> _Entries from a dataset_
══════

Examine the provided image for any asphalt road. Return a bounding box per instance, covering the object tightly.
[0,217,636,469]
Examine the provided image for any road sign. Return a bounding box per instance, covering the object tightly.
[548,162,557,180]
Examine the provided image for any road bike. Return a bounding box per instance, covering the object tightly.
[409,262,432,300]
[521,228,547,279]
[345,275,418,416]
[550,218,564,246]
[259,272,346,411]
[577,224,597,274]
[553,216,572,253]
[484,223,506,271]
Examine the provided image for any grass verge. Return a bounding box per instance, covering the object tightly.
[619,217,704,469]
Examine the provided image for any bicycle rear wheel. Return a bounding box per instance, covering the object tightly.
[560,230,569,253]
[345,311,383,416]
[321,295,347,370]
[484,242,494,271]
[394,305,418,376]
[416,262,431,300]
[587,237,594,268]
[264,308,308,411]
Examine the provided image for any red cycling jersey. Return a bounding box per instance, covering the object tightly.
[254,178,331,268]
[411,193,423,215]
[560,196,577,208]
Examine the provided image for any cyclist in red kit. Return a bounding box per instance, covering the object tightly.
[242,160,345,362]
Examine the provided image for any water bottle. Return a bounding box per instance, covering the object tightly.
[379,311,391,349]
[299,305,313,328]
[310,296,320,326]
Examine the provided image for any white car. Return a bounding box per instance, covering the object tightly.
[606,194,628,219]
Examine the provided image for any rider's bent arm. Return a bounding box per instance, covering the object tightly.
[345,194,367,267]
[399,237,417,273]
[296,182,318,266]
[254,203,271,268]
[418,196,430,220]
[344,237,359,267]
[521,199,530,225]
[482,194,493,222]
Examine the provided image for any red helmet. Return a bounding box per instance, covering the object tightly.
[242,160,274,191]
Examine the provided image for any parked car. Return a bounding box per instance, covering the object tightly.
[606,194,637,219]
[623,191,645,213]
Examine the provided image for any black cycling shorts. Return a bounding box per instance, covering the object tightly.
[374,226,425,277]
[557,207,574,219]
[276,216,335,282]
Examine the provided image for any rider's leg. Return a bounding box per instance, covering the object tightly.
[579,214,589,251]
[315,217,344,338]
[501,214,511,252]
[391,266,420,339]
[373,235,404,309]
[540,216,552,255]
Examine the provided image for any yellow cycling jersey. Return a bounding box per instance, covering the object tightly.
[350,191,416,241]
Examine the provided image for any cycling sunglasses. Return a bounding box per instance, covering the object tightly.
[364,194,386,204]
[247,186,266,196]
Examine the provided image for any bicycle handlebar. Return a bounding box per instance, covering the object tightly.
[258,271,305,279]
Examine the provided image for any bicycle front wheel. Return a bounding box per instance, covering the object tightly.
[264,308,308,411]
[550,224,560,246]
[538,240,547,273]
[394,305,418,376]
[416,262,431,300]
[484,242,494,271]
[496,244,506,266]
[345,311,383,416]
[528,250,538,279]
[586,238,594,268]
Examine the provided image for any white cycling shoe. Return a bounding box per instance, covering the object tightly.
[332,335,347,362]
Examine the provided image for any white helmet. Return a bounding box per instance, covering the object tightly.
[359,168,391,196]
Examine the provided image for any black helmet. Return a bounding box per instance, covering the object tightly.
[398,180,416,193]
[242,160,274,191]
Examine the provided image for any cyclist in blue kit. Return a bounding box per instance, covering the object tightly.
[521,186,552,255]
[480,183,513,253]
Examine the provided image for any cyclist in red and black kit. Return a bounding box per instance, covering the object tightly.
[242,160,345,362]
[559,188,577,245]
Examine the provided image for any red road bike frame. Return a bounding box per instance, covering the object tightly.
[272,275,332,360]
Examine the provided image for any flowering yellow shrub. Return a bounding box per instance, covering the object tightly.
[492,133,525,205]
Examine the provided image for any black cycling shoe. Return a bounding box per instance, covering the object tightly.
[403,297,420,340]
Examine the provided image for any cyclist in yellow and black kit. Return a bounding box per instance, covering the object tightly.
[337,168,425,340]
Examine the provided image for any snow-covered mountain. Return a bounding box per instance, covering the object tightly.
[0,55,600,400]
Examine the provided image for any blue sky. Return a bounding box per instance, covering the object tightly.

══════

> _PROBLEM_
All of the entries above should be written out again exactly.

> _REPLY TO THE EXERCISE_
Examine the provided image for any asphalt road. Return a bounding box per instance, covering the object tightly.
[0,217,636,469]
Examine the provided image for any road sign. Return a bounding box per instance, covering the object tightly.
[548,162,557,180]
Examine the provided image for any road bike. Return a bounding box per instance, covering the object tightly.
[409,262,432,300]
[521,228,547,279]
[345,275,418,416]
[550,218,564,246]
[259,272,346,411]
[577,224,597,274]
[553,216,572,253]
[484,223,506,271]
Examine the provided image for any grass verge. Return a bounding box per instance, covering the object tightly.
[619,217,704,469]
Examine the provided image for any bicycle rear wheel. Return a bounding box per instance, covering the object tightly.
[560,230,569,253]
[345,311,383,416]
[321,295,347,370]
[484,242,494,271]
[394,305,418,376]
[416,262,431,300]
[587,237,594,268]
[264,308,308,411]
Examine the provided image for any red cycling jersey. Return a bounding box per instance, covering the object tightly.
[254,178,331,268]
[411,193,423,215]
[560,196,577,208]
Examine the provided image for any cyclist in red kit. Return a bounding box per instance, covering the object tightly.
[242,160,345,362]
Examine the provided image for any water bottle. Return a bounding box per instance, covering the object tightly.
[379,311,391,349]
[299,305,313,328]
[310,296,320,326]
Examine the provided image for any white car. Return a bounding box per instance, covering the object tightly.
[606,194,628,219]
Examine the provided image for any rider's bent arm. Return a bounding box per instance, covering the object tightly.
[345,194,367,267]
[399,237,417,273]
[296,182,318,266]
[254,203,271,268]
[418,196,430,220]
[344,237,359,267]
[521,199,530,225]
[482,194,493,222]
Examine the provided image for any red helmet. Return a bounding box per instance, covering the object tightly.
[242,160,274,191]
Examine the provided image for any parked car. Return a bounding box per instance, covering the object tightly.
[606,194,637,219]
[623,191,645,213]
Examine the provided image for any black cycling shorts. Return a bounding box per instance, covering the object tightly.
[374,226,425,277]
[557,207,574,219]
[276,216,335,282]
Examine the provided image for any rider's leg. Return a bounding box per instance, covering the object tightly.
[579,214,589,251]
[315,217,344,338]
[501,214,511,252]
[391,266,420,339]
[373,235,404,309]
[540,216,552,255]
Examine the provided image for any yellow cycling jersey. Return a bounding box per instance, covering the object tightly.
[350,191,416,241]
Examine the provided image for any cycling sunglasses. Return a bounding box per instance, covering the object tightly.
[364,194,386,204]
[247,186,266,196]
Examine the provided image for any bicycle handlebar. Return a bounding box per instance, covering the object tightly.
[258,271,305,279]
Examine the provided image for any bicycle front wheel. Return a bounding box per instance, covering the object tightly.
[264,308,308,411]
[550,224,560,246]
[538,240,547,273]
[394,305,418,376]
[416,262,431,300]
[484,242,494,271]
[496,244,506,266]
[345,311,383,416]
[528,250,538,279]
[586,238,594,268]
Examine the provided image for any white cycling shoe. Return a bounding box per instance, covering the object tightly.
[332,335,347,362]
Examine the provided image for any white helmet. Return a bounding box per instance, covering the object tightly.
[359,168,391,196]
Examine the provided image for any black helmet. Return a bounding box per instance, covering the object tightly.
[398,180,416,193]
[242,160,274,191]
Examine the provided image for any cyclist in blue kit. Return a bounding box per instance, covering the object tightly.
[521,186,552,255]
[480,183,513,253]
Examine the provided image for any cyclist in red and black kit. Return a bounding box per instance, covering the object tightly.
[242,160,345,362]
[559,188,577,245]
Examine the provided image for any red road bike frame. Return a bounding box per instance, covering the object tightly.
[272,275,332,360]
Examine the provided image for any flowering yellow shrub. Return a bounding box per instance, covering the object tightly.
[492,133,525,205]
Examine the provided image for any black cycling shoe. Return a bounding box per instance, covering the object tightly.
[403,297,420,340]
Examine the provided image for any cyclist in yellow and black kit. Return a bounding box per instance, covering the object tightly.
[337,168,425,340]
Examine the provided image for any snow-covered mountain. Return a bounding box per instance, covering the object tightly.
[0,55,600,400]
Examine the provided image for any blue sky. Return a bounding box per instance, covering the object tightly.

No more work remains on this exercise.